*Metin alıntısı*

☆ ☆ ☆ ☆ ☆

Dünyanın en etkili ve en tartışmalı diplomatlarından, uluslararası ilişkilerin ve diplomasinin ileri gelen isimlerinden biri olan Amerika Birleşik Devletleri (ABD) eski Dışişleri Bakanı Henry Kissinger 30 Kasım 2023 tarihinde 100 yaşında hayatını kaybetti. Kissinger, 1969-1977 yılları arasında ABD’nin Ulusal Güvenlik Danışmanı ve Başkan Richard Nixon yönetimindeki Dışişleri Bakanı olarak oynadığı rol ile tanınıyor. Aynı zamanda 1970’li yıllardaki ABD-Çin yakınlaşmasının mimarı olarak biliniyor. Ancak kaleme aldığım bu değerlendirme için Kissinger konusunun bizi ilgilendiren kısmı, Bangladeş’in Kurtuluş Savaşı olarak tarihe geçen 1971 savaşında Pakistan’ı desteklemesi ve Çin’i Hindistan’a saldırmaya teşvik etmesi.

☆ ☆ ☆ ☆ ☆

*Görev ayrıntıları*
Kissinger hakkındaki metne dayanarak şu soruları yanıtlayın:
(a) Kissinger hangi tarihte ve kaç yaşında hayatını kaybetti?
(b) Kissinger 1970'li yıllarda hangi yakınlaşmanın mimarı olarak biliniyor?
(c) 1971 savaşı tarihe hangi adla geçti?
Kayıtlar, metinden ayrı bir malzemedir.

*Veri kümesi kayıtları*
☆ ☆ ☆ ☆ ☆

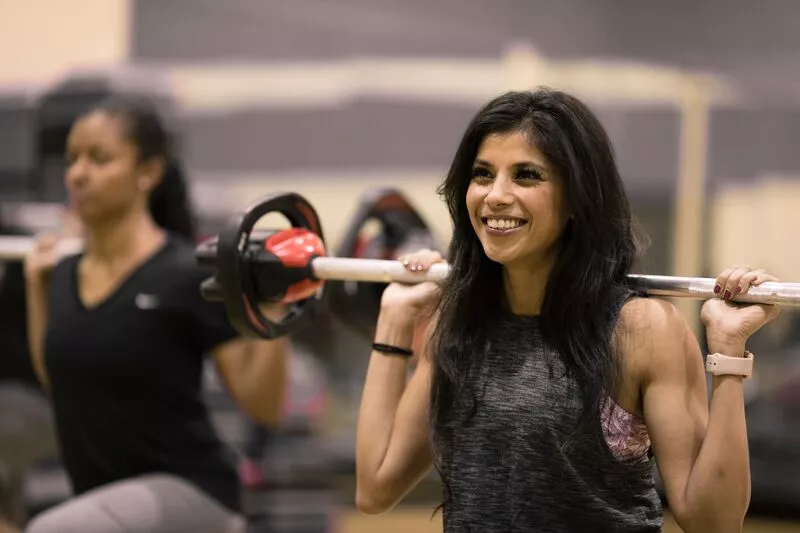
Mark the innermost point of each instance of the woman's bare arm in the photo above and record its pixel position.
(392, 449)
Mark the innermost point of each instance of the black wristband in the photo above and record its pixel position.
(391, 350)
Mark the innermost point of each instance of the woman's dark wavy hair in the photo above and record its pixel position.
(169, 202)
(597, 250)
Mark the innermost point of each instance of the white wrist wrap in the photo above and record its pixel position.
(721, 365)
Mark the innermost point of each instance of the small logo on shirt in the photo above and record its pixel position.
(146, 301)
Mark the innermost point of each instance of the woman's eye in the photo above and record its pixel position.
(480, 173)
(526, 174)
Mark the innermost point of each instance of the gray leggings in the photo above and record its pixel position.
(27, 436)
(148, 504)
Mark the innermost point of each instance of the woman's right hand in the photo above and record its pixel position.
(46, 251)
(41, 260)
(414, 301)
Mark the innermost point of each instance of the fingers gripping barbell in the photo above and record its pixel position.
(254, 268)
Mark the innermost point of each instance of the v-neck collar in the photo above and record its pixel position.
(115, 293)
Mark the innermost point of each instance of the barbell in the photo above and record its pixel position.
(252, 268)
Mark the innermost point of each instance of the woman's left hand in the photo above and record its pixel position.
(729, 324)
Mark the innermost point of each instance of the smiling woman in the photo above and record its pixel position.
(546, 388)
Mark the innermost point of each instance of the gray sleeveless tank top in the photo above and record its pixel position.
(508, 468)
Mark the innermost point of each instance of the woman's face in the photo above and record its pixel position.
(103, 177)
(515, 201)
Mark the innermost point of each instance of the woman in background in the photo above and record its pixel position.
(118, 336)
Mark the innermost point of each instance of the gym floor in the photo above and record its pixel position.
(419, 520)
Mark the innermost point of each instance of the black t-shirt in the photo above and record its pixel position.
(126, 374)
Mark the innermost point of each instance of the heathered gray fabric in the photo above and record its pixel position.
(509, 469)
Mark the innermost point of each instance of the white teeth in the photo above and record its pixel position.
(503, 223)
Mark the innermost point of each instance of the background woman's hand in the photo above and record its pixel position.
(415, 301)
(46, 252)
(730, 324)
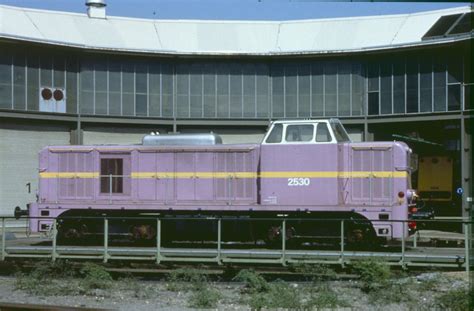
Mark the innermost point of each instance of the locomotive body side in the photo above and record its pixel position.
(311, 168)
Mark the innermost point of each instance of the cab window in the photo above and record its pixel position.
(299, 133)
(275, 135)
(322, 133)
(339, 132)
(111, 175)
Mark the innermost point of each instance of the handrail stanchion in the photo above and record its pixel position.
(283, 242)
(110, 188)
(106, 240)
(467, 261)
(55, 240)
(402, 261)
(415, 239)
(158, 241)
(219, 240)
(3, 238)
(342, 243)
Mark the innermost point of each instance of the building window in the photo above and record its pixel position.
(111, 175)
(322, 133)
(296, 133)
(275, 135)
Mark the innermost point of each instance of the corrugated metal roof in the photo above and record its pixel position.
(205, 37)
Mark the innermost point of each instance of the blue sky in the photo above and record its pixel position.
(237, 9)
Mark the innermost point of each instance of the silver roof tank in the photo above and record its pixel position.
(182, 139)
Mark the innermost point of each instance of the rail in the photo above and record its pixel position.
(407, 252)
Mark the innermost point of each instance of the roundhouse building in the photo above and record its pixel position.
(90, 78)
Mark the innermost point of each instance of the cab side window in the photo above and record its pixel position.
(111, 175)
(276, 134)
(299, 133)
(322, 133)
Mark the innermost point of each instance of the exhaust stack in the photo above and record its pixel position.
(96, 8)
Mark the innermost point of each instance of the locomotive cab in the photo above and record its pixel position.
(306, 132)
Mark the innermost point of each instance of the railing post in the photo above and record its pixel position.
(229, 189)
(158, 241)
(402, 261)
(342, 243)
(3, 238)
(283, 243)
(415, 239)
(110, 188)
(106, 240)
(54, 254)
(467, 261)
(219, 237)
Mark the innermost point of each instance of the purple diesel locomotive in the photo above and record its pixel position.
(302, 169)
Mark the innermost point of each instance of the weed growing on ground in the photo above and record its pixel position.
(259, 294)
(95, 277)
(454, 300)
(374, 274)
(204, 297)
(280, 295)
(323, 297)
(47, 279)
(254, 282)
(185, 279)
(315, 273)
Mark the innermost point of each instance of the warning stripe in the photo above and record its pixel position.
(221, 175)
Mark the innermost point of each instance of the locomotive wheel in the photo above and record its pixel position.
(142, 232)
(273, 237)
(361, 237)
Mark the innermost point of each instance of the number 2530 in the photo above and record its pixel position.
(299, 181)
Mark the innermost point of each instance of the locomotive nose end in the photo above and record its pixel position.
(19, 212)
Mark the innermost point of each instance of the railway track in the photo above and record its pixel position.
(394, 255)
(6, 306)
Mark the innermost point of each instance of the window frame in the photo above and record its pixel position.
(312, 141)
(126, 171)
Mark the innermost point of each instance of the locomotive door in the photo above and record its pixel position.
(371, 183)
(299, 166)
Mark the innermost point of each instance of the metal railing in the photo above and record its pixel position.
(407, 251)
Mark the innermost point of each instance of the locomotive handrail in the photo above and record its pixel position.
(283, 256)
(237, 218)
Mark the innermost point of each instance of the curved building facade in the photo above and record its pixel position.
(88, 78)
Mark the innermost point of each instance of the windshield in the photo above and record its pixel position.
(339, 132)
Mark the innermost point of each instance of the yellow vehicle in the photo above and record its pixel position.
(435, 178)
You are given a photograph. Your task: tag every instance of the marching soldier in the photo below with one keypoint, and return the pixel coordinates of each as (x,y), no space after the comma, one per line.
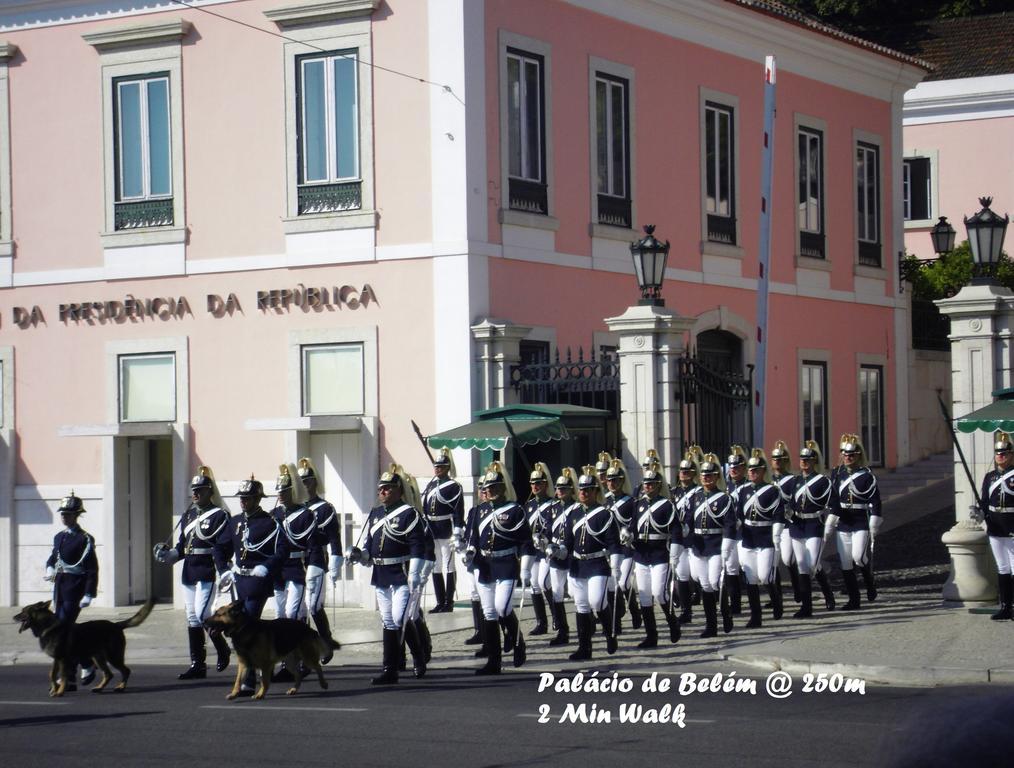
(495,547)
(443,506)
(536,508)
(329,535)
(713,538)
(590,539)
(73,569)
(809,496)
(759,508)
(997,505)
(657,540)
(558,562)
(394,546)
(855,506)
(681,494)
(200,525)
(620,501)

☆ ☆ ☆ ☆ ☆

*Görev çıktısı*
(a) 30 Kasım 2023 tarihinde, 100 yaşında.
(b) ABD-Çin yakınlaşmasının.
(c) Bangladeş'in Kurtuluş Savaşı olarak.